-- Excerto --
▼
1.            No dia 28 de janeiro de 2020, a sociedade A..., Lda., contribuinte n.º..., com sede na ..., n.º..., ...-... AVEIRO, apresentou pedido de constituição de tribunal arbitral, ao abrigo das disposições conjugadas dos artigos 2.º e 10.º do Decreto-Lei n.º 10/2011, de 20 de Janeiro, que aprovou o Regime Jurídico da Arbitragem em Matéria Tributária, com a redação introduzida pelo artigo 228.º da Lei n.º 66-B/2012, de 31 de Dezembro (doravante, abreviadamente designado RJAT), visando a declaração de ilegalidade do ato de liquidação de Imposto sobre veículos (ISV) n.º 2019/... e juros compensatórios, no valor total de €38.311,17.
▲
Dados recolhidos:
▼
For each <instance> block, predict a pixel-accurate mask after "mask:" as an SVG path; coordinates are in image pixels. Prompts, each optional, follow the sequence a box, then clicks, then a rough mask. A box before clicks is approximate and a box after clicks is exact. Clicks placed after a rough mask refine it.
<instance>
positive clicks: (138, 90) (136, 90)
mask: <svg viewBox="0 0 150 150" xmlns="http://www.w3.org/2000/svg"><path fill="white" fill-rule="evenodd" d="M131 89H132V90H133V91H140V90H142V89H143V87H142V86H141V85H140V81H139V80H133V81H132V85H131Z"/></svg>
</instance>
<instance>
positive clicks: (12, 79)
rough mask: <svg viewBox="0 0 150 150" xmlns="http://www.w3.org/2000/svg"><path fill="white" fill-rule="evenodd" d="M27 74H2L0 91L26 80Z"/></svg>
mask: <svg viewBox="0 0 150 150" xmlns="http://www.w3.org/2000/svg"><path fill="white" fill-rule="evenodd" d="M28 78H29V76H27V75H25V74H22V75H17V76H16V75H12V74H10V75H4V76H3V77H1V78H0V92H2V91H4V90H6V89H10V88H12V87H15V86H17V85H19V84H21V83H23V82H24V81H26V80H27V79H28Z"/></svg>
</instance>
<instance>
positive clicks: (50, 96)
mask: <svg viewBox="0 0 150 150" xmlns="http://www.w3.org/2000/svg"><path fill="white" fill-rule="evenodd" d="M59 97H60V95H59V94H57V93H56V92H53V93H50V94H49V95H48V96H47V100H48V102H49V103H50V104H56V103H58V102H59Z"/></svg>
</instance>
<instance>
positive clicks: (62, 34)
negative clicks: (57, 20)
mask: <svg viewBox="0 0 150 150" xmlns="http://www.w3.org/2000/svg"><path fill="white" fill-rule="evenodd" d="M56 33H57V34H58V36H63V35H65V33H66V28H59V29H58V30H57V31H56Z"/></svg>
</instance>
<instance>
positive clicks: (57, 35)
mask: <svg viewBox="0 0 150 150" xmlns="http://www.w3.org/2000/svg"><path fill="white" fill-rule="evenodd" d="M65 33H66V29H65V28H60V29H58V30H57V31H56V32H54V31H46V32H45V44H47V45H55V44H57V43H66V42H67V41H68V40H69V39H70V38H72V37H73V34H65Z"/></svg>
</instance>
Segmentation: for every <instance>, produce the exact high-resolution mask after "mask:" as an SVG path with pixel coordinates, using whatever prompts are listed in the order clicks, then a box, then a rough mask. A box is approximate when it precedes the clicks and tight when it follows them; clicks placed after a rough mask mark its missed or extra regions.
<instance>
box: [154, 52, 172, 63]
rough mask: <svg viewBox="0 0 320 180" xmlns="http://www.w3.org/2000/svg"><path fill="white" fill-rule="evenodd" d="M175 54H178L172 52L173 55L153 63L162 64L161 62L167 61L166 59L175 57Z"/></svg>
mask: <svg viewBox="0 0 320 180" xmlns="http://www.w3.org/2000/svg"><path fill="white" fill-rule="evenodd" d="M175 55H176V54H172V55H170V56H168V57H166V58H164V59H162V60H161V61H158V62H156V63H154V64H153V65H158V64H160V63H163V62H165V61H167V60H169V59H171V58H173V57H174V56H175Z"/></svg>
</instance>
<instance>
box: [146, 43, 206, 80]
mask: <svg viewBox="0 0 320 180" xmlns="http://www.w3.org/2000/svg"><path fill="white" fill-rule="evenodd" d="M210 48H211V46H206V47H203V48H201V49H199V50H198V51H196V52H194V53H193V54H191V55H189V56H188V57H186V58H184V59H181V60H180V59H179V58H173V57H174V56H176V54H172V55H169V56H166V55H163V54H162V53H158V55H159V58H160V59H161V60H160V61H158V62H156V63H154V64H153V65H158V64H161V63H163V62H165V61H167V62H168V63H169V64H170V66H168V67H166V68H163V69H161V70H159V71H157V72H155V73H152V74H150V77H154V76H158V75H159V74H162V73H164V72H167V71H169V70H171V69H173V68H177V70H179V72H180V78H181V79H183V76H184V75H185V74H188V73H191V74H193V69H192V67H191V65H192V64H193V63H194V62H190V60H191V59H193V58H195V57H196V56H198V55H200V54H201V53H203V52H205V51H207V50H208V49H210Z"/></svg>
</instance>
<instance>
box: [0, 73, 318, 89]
▲
-- Tarefa 1 --
Enumere todos os artigos de diplomas legais citados no excerto, indicando para cada um o diploma a que pertence.
-- Tarefa 2 --
Repita as linhas das entradas, começando no início das entradas e terminando na linha que contém "positive clicks: (138, 90) (136, 90)", incluída.
As entradas não têm qualquer relação com o excerto.

-- Resposta final 1 --
- Artigo 2.º do Decreto-Lei n.º 10/2011, de 20 de Janeiro
- Artigo 10.º do Decreto-Lei n.º 10/2011, de 20 de Janeiro
- Artigo 228.º da Lei n.º 66-B/2012, de 31 de Dezembro

-- Resposta final 2 --
For each <instance> block, predict a pixel-accurate mask after "mask:" as an SVG path; coordinates are in image pixels. Prompts, each optional, follow the sequence a box, then clicks, then a rough mask. A box before clicks is approximate and a box after clicks is exact. Clicks placed after a rough mask refine it.
<instance>
positive clicks: (138, 90) (136, 90)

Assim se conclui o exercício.